[Source document]
━━━

# Taking a Bath



## Noxiousted (Aug 4, 2018)

Today I was sitting at my desk like normal and I just got back with a glass cup with some ice and soda. I was drinking and Mercedes was sitting in front of me and he started having interest in it and I put the cup up to him and and he started acting like he was going to drink from it so I pulled it away and got up and got a glass cup with water. I put it in front of him and he started drinking and then hopped on the side and put his foot in and then almost fell in and flew away. After a few minutes I put him back on the cup and he started drinking again and then dunked his head in and came out with wet sneezes. He kept dunking his head for a while until he decided that he wanted to jump in and I caught him before he did because it was a full cup of water. I tried putting water in a red glass bowl but he was scared of it. Though most of the reason he dunked his head in the water is because he is head molting a lot. I'm just glad he tried to take a bath.

Update: got him to do it in the bowl Taking a bath - YouTube


----------



## RavensGryf (May 8, 2015)

That’s great that Mercedes is curious about taking a bath!  One suggestion though.. don’t make the water so deep. It’s safer if the water is only an inch or maybe a bit more, and besides it doesn’t need to be any deeper since they don’t immerse themselves. They’ll splash and fluff around in it, and the water will get on the feathers that way.


----------



## FaeryBee (May 9, 2011)

*Good job Mercedes.
Please use a very shallow dish when you allow Mercedes to bath.

The "Lix It" bath is a good choice:








*


----------



## PlumpyParakeet (Apr 22, 2018)

I have that bird bath and I use it as the water dish in hopes my budgies might use it as a bath. In the 18 months or so I have had it, it has been used 2 maybe 3 times as a bath. I was astounded each time! Once one budgie decides to have a bath, the other 2 become interested as well. It's so cute! 

It's not as convenient to change the water as the water dish that came with the cage but I think it's worth it for the occasional bath.

:budgie: :grey: :yellow face 2:


----------



## sweettreat (Jan 3, 2014)

The Lix It bath works for my birds. i just hold it inside their cage. They do make a mess, but it's fun to watch.


----------

━━━

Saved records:
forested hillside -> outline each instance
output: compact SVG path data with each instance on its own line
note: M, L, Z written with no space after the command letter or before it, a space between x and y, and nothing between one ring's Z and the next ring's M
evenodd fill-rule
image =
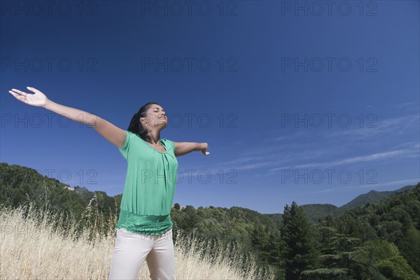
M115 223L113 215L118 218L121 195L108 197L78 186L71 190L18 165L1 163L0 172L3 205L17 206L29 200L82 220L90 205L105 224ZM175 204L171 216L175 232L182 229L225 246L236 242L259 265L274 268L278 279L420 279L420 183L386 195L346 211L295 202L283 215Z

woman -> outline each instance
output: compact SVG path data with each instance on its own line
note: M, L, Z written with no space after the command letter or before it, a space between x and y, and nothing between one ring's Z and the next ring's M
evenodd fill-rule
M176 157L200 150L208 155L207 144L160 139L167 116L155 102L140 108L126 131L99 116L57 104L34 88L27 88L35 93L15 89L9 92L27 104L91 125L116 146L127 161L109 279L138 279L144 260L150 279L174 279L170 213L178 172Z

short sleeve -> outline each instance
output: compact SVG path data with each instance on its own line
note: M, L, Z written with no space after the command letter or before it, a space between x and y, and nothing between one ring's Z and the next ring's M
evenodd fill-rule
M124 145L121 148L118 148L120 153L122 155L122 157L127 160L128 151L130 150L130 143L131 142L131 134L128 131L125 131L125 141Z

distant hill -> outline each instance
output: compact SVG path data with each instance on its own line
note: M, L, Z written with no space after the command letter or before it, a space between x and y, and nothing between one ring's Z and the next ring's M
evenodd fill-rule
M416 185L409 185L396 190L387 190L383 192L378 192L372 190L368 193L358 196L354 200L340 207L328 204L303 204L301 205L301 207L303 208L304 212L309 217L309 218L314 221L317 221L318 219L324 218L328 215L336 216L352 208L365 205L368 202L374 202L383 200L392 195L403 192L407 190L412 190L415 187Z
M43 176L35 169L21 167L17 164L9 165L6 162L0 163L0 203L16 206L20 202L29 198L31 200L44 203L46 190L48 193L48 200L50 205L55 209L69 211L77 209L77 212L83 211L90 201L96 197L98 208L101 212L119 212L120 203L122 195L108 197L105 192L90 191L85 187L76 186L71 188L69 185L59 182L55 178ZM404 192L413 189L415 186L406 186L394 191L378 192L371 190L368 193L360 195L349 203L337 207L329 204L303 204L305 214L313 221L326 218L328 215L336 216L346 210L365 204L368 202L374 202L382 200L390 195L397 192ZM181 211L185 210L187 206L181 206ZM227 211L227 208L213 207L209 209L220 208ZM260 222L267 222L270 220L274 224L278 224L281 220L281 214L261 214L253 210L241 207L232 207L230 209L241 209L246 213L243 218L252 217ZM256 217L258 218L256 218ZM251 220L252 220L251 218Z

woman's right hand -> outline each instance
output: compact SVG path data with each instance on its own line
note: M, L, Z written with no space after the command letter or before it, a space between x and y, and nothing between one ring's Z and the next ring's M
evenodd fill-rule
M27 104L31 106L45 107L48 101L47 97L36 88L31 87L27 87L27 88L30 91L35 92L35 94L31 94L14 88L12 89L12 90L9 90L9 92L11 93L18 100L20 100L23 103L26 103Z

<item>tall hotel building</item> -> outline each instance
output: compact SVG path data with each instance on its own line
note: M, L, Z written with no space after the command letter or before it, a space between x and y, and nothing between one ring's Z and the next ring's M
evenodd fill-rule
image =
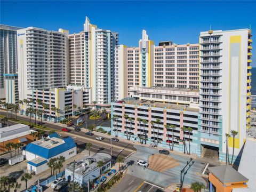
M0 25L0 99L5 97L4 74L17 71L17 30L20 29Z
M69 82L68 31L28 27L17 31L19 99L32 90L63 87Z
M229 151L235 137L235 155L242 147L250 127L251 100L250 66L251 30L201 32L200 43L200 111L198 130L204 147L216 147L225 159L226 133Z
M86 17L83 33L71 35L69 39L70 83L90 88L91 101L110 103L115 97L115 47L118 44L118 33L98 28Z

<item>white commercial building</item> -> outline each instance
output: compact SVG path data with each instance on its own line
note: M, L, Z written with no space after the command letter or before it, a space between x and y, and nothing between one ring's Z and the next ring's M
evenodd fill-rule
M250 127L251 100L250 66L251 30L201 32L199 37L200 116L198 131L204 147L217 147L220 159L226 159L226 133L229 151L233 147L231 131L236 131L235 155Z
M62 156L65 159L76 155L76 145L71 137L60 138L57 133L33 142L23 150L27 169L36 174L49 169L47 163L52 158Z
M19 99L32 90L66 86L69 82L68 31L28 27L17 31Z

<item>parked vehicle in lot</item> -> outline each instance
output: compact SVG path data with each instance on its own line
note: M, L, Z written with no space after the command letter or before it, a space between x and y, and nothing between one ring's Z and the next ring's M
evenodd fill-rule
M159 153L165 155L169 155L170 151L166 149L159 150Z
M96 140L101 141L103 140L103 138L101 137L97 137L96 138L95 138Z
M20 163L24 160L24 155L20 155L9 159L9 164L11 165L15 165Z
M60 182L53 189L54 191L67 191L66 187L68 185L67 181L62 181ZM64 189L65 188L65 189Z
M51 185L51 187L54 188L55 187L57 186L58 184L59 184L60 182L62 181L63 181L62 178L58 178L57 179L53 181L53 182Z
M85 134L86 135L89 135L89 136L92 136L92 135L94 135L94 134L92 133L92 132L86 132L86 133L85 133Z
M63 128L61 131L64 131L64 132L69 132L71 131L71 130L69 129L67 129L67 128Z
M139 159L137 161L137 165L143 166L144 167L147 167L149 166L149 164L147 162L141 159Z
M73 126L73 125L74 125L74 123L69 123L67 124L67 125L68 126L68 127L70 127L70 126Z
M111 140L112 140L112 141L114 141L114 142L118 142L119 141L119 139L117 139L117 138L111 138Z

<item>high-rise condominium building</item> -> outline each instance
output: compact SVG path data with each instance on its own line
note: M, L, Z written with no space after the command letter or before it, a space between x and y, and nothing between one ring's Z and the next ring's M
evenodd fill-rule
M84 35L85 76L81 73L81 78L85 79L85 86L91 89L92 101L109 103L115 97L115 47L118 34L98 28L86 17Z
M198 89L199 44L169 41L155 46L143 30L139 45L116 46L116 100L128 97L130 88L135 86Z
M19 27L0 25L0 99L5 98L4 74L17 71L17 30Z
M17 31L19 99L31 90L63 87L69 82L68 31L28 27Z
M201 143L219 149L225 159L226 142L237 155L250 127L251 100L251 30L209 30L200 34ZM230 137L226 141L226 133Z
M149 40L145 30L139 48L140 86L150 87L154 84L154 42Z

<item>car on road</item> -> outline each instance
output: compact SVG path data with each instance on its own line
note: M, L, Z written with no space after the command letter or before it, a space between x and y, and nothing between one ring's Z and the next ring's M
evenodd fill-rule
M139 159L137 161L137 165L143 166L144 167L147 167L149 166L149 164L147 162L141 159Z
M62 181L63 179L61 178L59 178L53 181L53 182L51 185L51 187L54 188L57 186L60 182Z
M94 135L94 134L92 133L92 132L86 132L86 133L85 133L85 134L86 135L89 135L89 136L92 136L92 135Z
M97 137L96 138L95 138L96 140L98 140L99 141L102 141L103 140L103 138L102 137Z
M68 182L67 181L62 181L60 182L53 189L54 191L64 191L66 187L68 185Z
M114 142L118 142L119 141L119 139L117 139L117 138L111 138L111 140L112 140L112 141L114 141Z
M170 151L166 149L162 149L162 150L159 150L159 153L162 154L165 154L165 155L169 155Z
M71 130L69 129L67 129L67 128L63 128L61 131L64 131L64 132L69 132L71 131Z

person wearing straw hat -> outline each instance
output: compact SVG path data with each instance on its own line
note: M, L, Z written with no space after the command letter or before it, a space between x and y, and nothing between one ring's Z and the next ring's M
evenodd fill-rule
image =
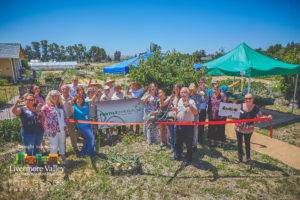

━━━

[Job 1] Copy the passage of the bath thread verbatim, beginning at the words "That’s great that" and stopping after "feathers that way.".
[Job 2] Reproduce the listing from its first line through the line containing "M176 157L200 150L208", changing "outline" to "trace" and leaving everything else as is. Leave the pictures out of your answer.
This listing is unrelated to the bath thread.

[Task answer 1]
That’s great that Mercedes is curious about taking a bath!  One suggestion though.. don’t make the water so deep. It’s safer if the water is only an inch or maybe a bit more, and besides it doesn’t need to be any deeper since they don’t immerse themselves. They’ll splash and fluff around in it, and the water will get on the feathers that way.

[Task answer 2]
forested hillside -> trace each instance
output: compact SVG path data with each instance on its own line
note: M, L, Z written with no space after the command letter or before it, a space between x and y, and nothing between one ring's Z and the next ring's M
evenodd fill-rule
image =
M115 223L113 215L118 218L121 195L108 197L78 186L71 190L18 165L1 163L0 172L3 205L17 206L29 200L82 220L90 205L105 224ZM175 204L171 216L175 232L182 229L225 246L236 242L259 265L274 268L278 279L420 279L420 183L386 195L346 211L295 202L283 215Z

woman -> trace each instance
output: compact SVG path data with each instance on its own line
note: M, L, Z written with no space after the command letter or before it, a space between x and y, and nothing between one ring's Z and the next ring's M
evenodd fill-rule
M176 157L200 150L208 155L207 144L160 139L167 116L155 102L140 108L126 131L99 116L57 104L34 88L27 88L35 93L15 89L9 92L27 104L91 125L116 146L127 161L109 279L138 279L144 260L150 279L174 279L170 213L178 172Z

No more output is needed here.